Short task = Rewrite the material below, substituting "ice pop" for every occurrence of "popsicle" and keeping everything else identical. Omit the pictures from your version.

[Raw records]
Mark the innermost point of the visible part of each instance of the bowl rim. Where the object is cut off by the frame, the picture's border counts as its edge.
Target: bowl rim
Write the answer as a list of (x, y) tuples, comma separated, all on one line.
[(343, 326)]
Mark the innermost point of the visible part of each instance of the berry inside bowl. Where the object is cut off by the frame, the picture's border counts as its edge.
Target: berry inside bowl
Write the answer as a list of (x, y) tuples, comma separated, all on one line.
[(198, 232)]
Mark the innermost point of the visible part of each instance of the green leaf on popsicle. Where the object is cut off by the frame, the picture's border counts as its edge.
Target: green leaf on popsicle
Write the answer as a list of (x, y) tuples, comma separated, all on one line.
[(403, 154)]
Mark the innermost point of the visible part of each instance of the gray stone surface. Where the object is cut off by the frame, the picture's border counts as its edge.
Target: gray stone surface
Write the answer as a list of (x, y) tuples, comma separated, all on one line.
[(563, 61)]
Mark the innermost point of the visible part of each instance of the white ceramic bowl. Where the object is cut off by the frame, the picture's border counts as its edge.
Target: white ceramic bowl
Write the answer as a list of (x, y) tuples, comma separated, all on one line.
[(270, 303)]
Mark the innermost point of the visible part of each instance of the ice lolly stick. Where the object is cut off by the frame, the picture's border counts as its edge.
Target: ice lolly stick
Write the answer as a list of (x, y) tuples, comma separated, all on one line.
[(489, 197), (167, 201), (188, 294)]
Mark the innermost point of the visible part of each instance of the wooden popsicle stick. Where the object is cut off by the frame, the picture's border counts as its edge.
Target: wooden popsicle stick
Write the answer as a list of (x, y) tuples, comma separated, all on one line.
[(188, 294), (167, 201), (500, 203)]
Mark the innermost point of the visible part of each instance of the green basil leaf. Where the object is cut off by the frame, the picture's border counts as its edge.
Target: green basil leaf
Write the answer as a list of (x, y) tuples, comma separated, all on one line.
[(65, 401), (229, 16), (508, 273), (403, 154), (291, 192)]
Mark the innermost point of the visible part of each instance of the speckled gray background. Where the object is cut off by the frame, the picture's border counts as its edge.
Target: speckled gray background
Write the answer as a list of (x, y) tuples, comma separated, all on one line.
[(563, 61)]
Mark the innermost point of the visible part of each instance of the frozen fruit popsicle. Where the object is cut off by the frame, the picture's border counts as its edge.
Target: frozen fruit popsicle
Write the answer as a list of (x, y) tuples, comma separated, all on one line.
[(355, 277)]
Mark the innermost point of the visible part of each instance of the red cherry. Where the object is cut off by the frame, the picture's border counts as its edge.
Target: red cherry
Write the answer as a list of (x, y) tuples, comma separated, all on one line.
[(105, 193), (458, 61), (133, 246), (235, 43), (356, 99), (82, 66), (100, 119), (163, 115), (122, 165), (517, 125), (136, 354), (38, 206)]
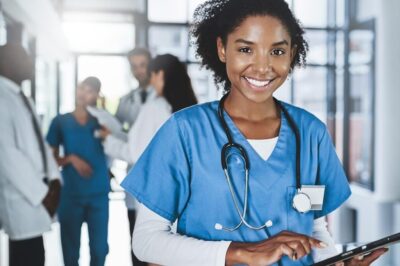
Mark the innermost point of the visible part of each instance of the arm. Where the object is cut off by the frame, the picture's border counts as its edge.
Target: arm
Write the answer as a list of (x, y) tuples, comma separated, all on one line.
[(320, 232), (15, 166), (154, 242)]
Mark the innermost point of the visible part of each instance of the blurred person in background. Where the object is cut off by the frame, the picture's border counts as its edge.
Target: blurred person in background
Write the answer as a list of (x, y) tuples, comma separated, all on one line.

Written solution =
Mark the innermost point of the visible part of each instance of the bowl rim. Where the object is cut off by the frame, the picture's border counts as its edge.
Target: bowl rim
Write the answer as a list of (x, y) tuples, comma separated, all on one line.
[(343, 326)]
Mark the innermost point of the visible part of each instance of the berry inside bowl. Where the object is cut off by the frame, the picture's border counts as its edge.
Target: berry inside bowl
Write the answer as a list of (x, y) tuples, comma separated, all on one line.
[(198, 232)]
Mark the innermost point of the visible part of each instance of the green leaf on ice pop. Where the object is cut off by the frame, the picture's border counts as its edge.
Target: green leaf on ice pop
Write the answer as a list of (x, y) tuples, comma separated, all on one line.
[(403, 154)]
Mark the innermost point of the visible part of each instance of the gray stone surface. Where the object is cut off by the frame, the picture's border counts as its edge.
Target: gray stone surface
Write the answer as a list of (x, y) tuples, comma separated, all on one line.
[(563, 61)]
Mark the innermost point of the visible part of each instance of the white ceramic bowl. Where the object is cut off by the frame, the picture's border counts as its edge.
Target: white ceramic bowl
Write the answer as a list of (x, y) tuples, comma separated, all on one line.
[(270, 303)]
Mark the innermost point of the visible part of each instance of the ice lolly stick. Where the object is cut off by the frame, the picture's border counts as its edge.
Target: ice lolly stick
Write the answer as a list of (x, y) tuples, comma separated, all on one line.
[(489, 197), (167, 201), (188, 294)]
Mark the innermost point of the visible part of each instance of the wooden ice pop stick. Where the object is cut off by the frame, the picture's border counts as its edge.
Target: wooden ice pop stick
Write the answer as a list of (x, y) tuples, comma separated, all on one line.
[(188, 294), (167, 201), (500, 203)]
Mark the innermost point of the visible part of each instance of the green basil leaf. Where the object is cut off by the frame, the picture's border counts as its edge.
Target: green basil leaf
Write the answer as a list of (x, y) tuples, comma separated, all on one line.
[(65, 401), (229, 16), (508, 273), (403, 154), (291, 192)]
Mark the innermost point of the visible part of each instance of the speckled gray background. Where the object is cut off by the frame, the picture's border counts as its edge.
Target: speckled gray background
Write the answer as a list of (x, y) tuples, comma separated, all on one line.
[(563, 61)]
Mark the innermost point of the visible part of each instance of the frozen fruit ice pop. Where the object is cut off by the frame, the picture's border counts as its edge.
Target: frozen fruit ice pop
Write the answer as a list of (x, y) tuples, comma separated, all on one line.
[(355, 277)]
Mark the innermost point of the visible part of each instance of the red cherry. Where the object is cut off by the frame, the picture's border counts as its edge.
Target: red cherry
Write the answer as a list of (x, y) tuples, comma separated, all on one line.
[(105, 193), (458, 61), (133, 246), (235, 43), (356, 99), (82, 66), (100, 119), (163, 115), (122, 165), (517, 125), (136, 354), (38, 206)]
Mark the innermost point of the visible part of each instance of the arm. Where the object is cut off by the frame, the picture's border counts as its edge.
Target: arm
Write the answer as a list of (x, y) tuples, comma separated, all on one line.
[(320, 232), (15, 166), (154, 242)]
Mark the innermost point of the visible part of each instance of the blurred person in background. Where the object is cut off by the frame, the picture's border counts as its edge.
Target: blurred person in background
Write the answer as a list of (x, y) tuples, comma separated, all on one line.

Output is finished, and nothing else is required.